*Text*.
Larry Habegger was born in Minneapolis in 1952 and grew up in Minnesota’s landlocked expanses. As a child he had three compelling dreams: to see a mountain, to see an ocean, and to play Major League Baseball. He was able to fulfill two of those dreams. He saw his first ocean and mountain when he was 14 on a family trip from Minnesota to Florida. The closest he got to the Big Leagues was when he flied out against future Hall of Famer Dave Winfield when they faced each other in their teens in American Legion Baseball.
Habegger began publishing his writing about adventure and offbeat travel in 1980. His travel stories have appeared in magazines and newspapers in the U.S. and abroad, including Outside, Travel & Leisure, and the Los Angeles Times. In the early 1980s he co-authored mystery serials for the San Francisco Examiner with James O’Reilly, his old friend from Dartmouth and former disc jockey partner. Since 1985 their safety and security column, “World Travel Watch,” has been syndicated in major newspapers in five countries. In 1993 Habegger and O’Reilly founded the publishing company Travelers’ Tales with James’s brother Tim. Larry and James have worked on more than fifty titles, winning many awards for excellence, including the Lowell Thomas Award for best travel book of the year. For many years, Larry has been an active member of the Society of American Travel Writers (SATW) and the Bay Area Travel Writers.
Habegger has visited almost fifty countries and six of the seven continents. He lives with his family on Telegraph Hill in San Francisco but travels whenever possible, feeling that exposure to the greater world and its diverse cultures is the best way to understand yourself.

*Tasks to perform*.
1 – Condense the paragraph of the biography that begins "Larry Habegger was born in Minneapolis" into a short bulleted list that keeps its main facts.
2 – Reproduce word for word the passage of the biography between "Larry Habegger was" and "American Legion Baseball.", inclusive.

*Dataset extract*.

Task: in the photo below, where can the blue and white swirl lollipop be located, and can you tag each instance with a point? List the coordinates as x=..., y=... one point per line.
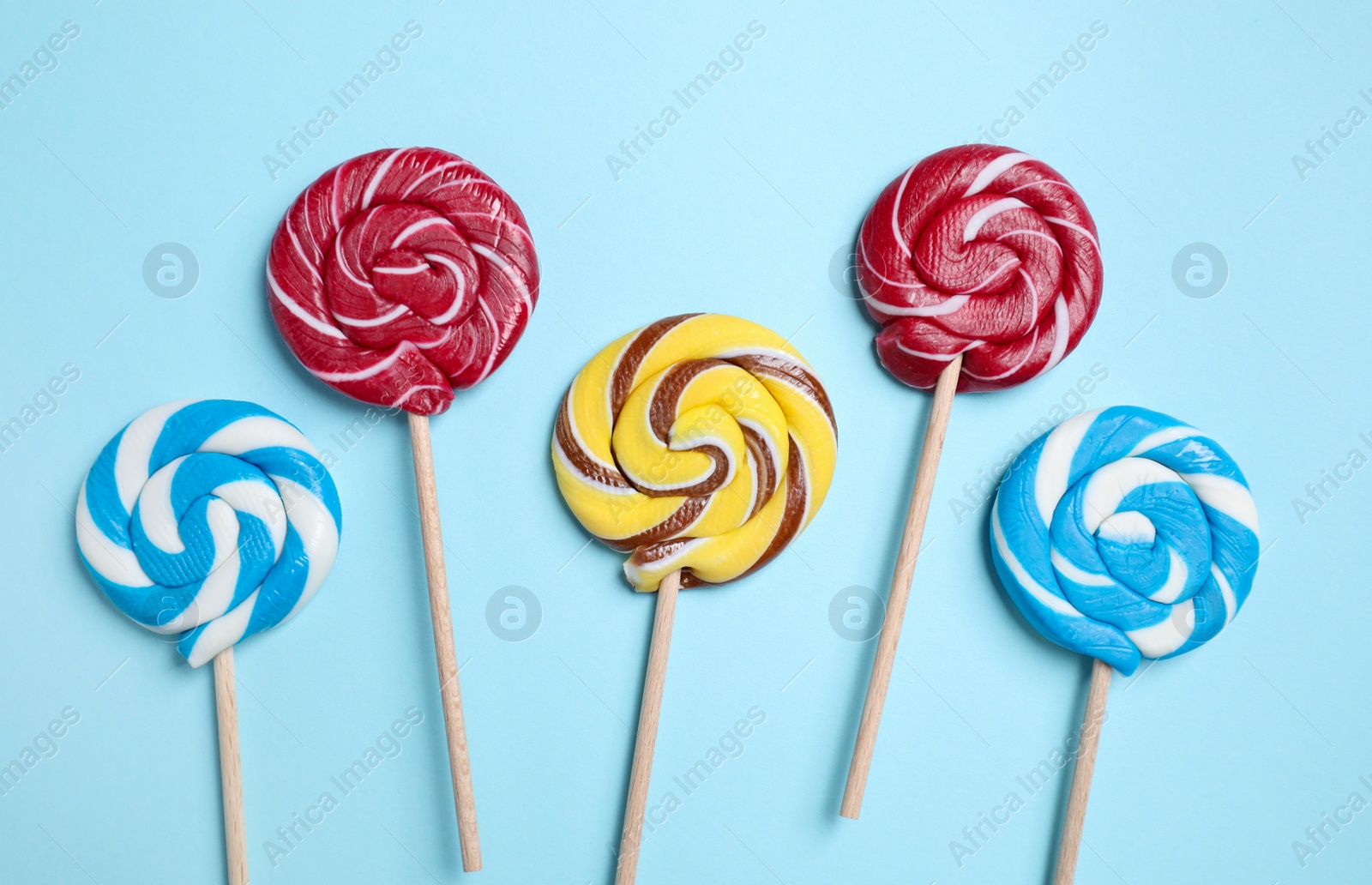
x=1125, y=534
x=213, y=519
x=1122, y=534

*Answers to each task*.
1 –
- Born in Minneapolis in 1952 and raised in Minnesota.
- As a child, dreamed of seeing a mountain, seeing an ocean, and playing Major League Baseball.
- Saw his first ocean and mountain at 14, on a family trip from Minnesota to Florida.
- Came closest to the Big Leagues when he flied out as a teenager against future Hall of Famer Dave Winfield in American Legion Baseball.

2 –
Larry Habegger was born in Minneapolis in 1952 and grew up in Minnesota’s landlocked expanses. As a child he had three compelling dreams: to see a mountain, to see an ocean, and to play Major League Baseball. He was able to fulfill two of those dreams. He saw his first ocean and mountain when he was 14 on a family trip from Minnesota to Florida. The closest he got to the Big Leagues was when he flied out against future Hall of Famer Dave Winfield when they faced each other in their teens in American Legion Baseball.